■ **Directions**:
Please convert every line of the records below into a JSON list of strings, one string per line, omitting blank lines and the pictures.

[BEGIN Given information]

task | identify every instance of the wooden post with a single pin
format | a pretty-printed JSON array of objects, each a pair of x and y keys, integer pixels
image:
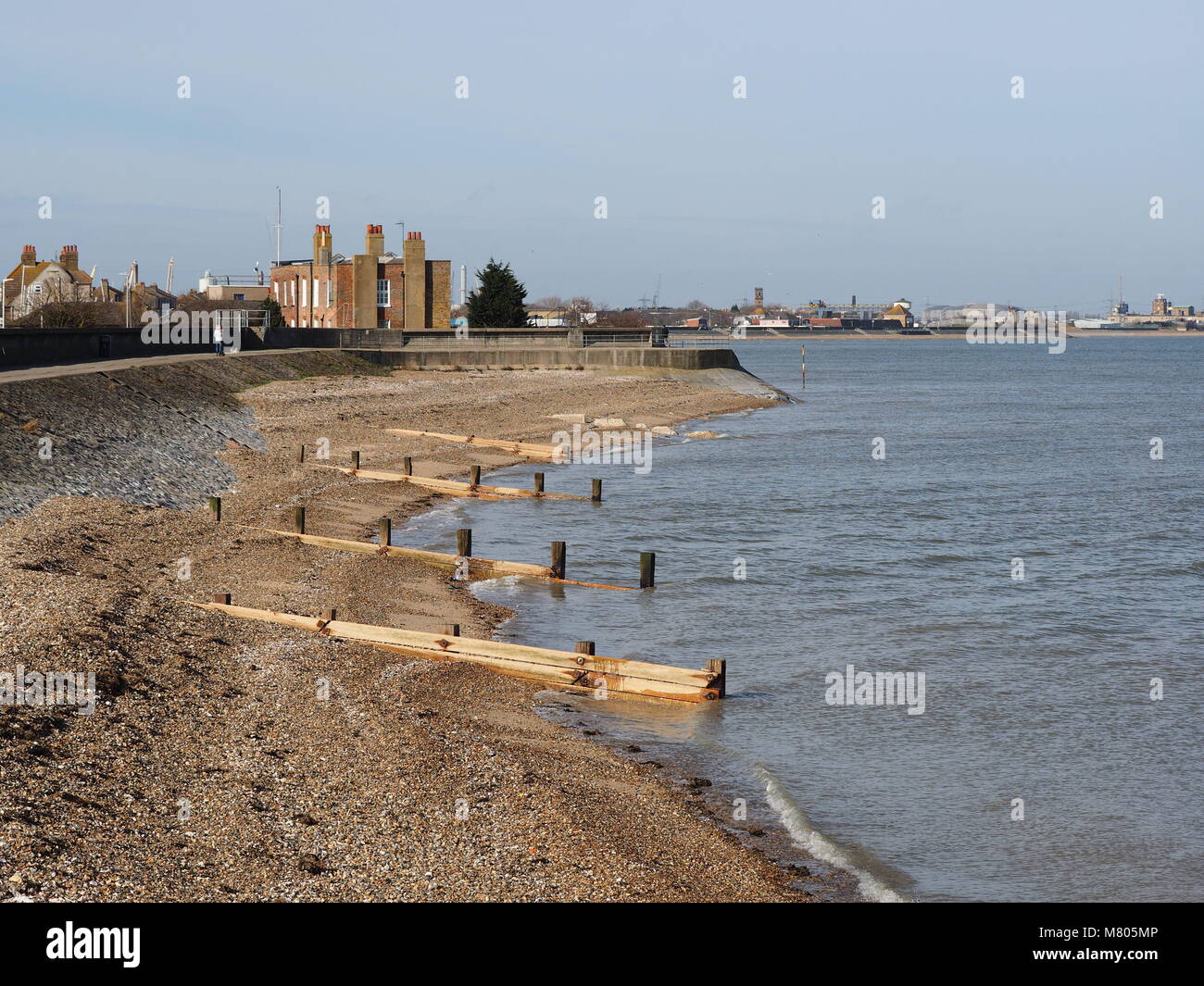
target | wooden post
[
  {"x": 646, "y": 569},
  {"x": 719, "y": 666}
]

[END Given information]

■ **Task output**:
[
  "task | identify every instance of the wooden post with a single pin",
  "format | a pretty-printed JSON array of objects, each a pair of x and y keys, integer pixels",
  "image:",
  "target | wooden post",
  "[",
  "  {\"x\": 646, \"y\": 569},",
  "  {\"x\": 719, \"y\": 666}",
  "]"
]